Work to be completed: Please filter the data below and copy out every line that contains the string "apartment", matching case exactly.

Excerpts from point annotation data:
━━━━━━━━━━━━━━━━

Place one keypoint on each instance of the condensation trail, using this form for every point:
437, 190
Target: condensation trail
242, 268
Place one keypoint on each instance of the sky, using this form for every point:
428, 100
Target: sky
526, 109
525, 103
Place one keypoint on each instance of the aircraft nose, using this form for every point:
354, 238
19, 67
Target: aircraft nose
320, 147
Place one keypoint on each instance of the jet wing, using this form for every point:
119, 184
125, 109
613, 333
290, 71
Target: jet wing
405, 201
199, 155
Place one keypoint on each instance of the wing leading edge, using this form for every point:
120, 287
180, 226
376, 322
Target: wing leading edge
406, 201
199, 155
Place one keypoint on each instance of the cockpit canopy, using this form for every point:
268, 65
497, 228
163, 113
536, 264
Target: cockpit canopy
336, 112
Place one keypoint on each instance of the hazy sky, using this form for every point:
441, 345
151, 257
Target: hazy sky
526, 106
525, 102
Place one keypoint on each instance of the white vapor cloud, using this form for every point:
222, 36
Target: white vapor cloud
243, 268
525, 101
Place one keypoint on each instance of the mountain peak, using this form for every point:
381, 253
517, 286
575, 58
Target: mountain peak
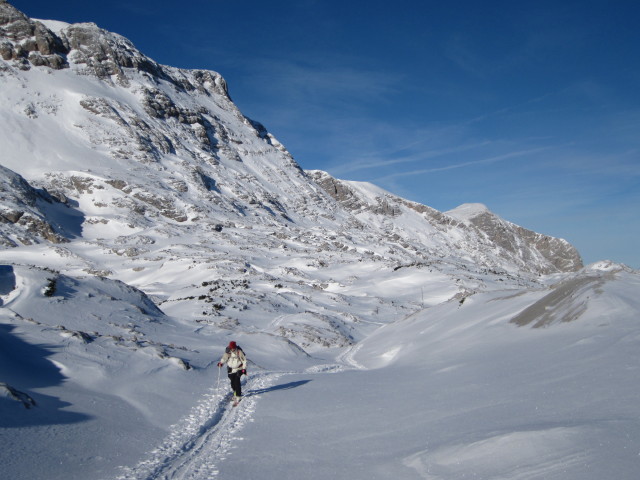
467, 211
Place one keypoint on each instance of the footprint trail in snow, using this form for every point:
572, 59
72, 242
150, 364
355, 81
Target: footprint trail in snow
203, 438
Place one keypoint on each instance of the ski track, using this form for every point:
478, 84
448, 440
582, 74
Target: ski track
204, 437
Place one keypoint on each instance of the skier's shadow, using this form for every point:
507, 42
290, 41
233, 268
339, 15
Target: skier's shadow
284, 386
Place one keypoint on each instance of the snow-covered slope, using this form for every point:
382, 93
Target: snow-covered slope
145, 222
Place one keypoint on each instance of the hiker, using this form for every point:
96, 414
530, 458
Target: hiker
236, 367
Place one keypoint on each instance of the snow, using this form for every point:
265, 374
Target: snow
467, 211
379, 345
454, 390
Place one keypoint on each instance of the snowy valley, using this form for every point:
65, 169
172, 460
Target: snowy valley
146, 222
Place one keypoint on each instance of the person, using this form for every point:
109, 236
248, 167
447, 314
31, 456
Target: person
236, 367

━━━━━━━━━━━━━━━━

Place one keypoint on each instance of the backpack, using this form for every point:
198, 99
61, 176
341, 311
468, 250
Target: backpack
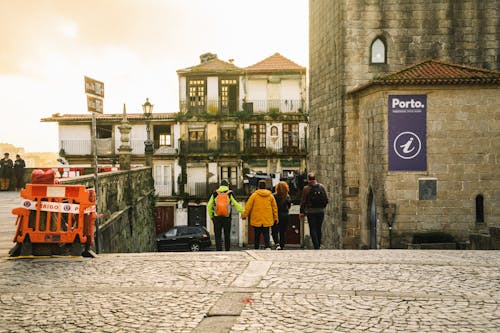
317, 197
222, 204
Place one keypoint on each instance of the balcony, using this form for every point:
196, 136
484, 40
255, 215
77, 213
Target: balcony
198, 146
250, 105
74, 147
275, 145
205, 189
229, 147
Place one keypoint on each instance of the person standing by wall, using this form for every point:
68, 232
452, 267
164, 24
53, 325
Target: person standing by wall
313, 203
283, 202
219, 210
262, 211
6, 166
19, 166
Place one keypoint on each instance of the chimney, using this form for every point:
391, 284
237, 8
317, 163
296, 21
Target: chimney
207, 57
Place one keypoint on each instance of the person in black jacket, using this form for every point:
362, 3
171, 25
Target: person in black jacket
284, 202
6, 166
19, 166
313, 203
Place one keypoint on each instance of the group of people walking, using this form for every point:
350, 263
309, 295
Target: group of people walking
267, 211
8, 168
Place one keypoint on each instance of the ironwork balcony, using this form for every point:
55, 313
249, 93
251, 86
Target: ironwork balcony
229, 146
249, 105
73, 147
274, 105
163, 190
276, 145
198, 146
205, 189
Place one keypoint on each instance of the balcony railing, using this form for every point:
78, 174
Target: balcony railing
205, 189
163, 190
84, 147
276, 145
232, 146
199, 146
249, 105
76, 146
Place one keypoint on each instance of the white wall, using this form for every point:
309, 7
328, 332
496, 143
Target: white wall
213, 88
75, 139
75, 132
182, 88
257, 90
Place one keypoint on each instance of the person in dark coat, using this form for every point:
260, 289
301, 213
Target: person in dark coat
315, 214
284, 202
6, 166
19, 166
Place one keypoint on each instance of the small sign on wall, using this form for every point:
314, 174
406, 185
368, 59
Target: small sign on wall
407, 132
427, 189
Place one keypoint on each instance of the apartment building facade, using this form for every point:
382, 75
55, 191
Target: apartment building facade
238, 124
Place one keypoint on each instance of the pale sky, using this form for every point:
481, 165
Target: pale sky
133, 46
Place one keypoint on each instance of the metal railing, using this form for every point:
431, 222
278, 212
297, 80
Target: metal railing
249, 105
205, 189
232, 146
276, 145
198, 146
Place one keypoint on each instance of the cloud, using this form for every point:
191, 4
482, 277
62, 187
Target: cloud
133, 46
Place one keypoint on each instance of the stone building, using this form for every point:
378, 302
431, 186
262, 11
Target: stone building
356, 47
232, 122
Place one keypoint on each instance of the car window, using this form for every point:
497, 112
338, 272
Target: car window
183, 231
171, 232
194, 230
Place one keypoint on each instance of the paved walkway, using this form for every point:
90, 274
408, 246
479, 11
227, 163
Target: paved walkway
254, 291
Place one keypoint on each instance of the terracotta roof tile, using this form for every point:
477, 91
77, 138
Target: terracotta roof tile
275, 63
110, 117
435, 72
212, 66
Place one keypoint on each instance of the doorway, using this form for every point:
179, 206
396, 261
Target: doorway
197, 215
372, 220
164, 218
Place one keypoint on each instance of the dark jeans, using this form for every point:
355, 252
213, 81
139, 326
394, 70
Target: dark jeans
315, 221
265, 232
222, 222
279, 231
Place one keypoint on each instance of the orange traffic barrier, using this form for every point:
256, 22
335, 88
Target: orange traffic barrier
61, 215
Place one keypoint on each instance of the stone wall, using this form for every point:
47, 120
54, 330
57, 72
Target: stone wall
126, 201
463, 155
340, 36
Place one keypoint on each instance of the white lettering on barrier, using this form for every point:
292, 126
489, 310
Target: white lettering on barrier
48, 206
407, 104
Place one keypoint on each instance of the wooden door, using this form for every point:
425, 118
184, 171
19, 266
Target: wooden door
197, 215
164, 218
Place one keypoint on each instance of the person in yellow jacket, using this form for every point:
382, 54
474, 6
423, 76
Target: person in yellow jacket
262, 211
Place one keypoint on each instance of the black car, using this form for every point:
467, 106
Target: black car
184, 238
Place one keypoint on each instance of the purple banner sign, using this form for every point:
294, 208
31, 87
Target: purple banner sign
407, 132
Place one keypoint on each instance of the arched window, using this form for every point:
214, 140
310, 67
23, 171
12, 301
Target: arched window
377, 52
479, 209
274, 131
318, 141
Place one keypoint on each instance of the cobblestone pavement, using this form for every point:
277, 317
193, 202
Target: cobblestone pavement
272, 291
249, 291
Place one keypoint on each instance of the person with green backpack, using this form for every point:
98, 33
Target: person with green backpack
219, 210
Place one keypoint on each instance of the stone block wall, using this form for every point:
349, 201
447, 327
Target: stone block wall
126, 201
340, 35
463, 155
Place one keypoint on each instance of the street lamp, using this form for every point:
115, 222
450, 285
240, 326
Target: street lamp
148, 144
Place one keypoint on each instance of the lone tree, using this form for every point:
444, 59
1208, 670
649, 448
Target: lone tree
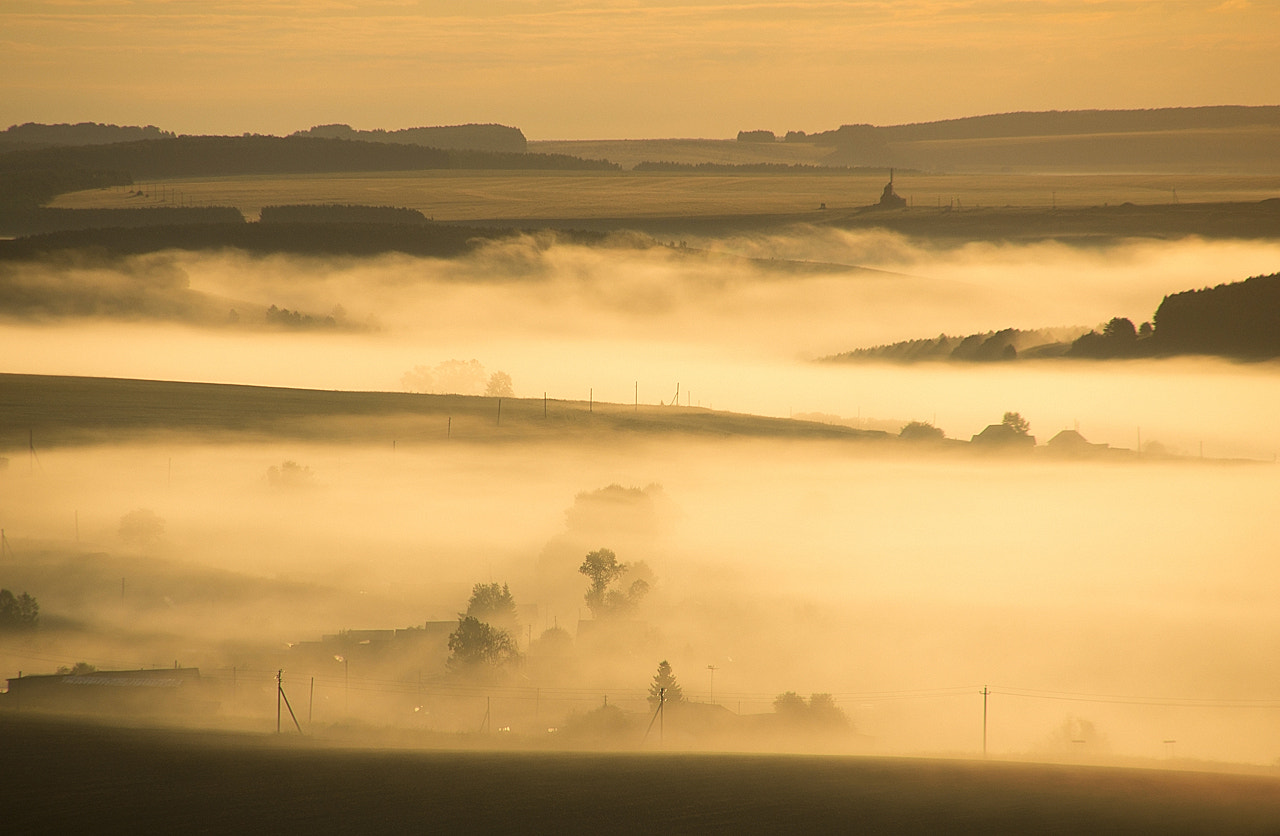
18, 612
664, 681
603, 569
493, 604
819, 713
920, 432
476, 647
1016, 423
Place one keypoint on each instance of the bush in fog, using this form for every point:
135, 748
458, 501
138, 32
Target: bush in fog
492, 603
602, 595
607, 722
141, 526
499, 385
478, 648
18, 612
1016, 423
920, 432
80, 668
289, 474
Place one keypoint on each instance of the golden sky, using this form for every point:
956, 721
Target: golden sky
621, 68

━━━━━━━━━━━━━━━━

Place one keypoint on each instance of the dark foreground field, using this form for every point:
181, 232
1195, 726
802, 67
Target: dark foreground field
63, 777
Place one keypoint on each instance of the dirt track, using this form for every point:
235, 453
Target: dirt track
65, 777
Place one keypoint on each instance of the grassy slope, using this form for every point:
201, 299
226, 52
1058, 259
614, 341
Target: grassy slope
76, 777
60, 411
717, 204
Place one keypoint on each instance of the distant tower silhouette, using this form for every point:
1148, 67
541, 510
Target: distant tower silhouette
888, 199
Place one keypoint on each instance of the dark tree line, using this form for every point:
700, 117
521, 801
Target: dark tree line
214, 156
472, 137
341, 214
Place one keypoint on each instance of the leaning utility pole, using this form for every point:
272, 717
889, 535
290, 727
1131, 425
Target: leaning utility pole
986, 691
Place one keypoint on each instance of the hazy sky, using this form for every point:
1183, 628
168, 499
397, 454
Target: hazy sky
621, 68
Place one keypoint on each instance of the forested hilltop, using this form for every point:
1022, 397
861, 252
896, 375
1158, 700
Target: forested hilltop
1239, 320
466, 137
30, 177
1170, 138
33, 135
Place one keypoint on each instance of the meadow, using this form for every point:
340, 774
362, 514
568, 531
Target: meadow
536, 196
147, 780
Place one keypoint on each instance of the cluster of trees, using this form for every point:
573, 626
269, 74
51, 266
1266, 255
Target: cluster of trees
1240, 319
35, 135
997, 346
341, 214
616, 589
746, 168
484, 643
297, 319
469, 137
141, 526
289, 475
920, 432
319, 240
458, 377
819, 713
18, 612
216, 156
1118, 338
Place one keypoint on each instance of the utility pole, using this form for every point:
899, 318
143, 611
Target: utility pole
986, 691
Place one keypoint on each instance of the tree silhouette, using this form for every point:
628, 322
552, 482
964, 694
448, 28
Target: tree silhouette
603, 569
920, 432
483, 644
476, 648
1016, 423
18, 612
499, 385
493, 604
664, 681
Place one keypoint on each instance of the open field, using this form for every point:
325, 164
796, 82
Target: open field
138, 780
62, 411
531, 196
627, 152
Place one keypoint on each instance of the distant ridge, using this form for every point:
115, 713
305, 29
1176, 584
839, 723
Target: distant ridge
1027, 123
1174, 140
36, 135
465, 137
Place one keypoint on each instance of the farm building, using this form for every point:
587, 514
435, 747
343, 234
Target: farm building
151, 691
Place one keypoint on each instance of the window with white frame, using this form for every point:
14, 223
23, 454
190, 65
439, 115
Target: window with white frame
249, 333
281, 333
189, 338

━━━━━━━━━━━━━━━━

Response to this exercise:
Place one keypoint on each instance of the apartment building facade, using this form for every point:
Target: apartment building facade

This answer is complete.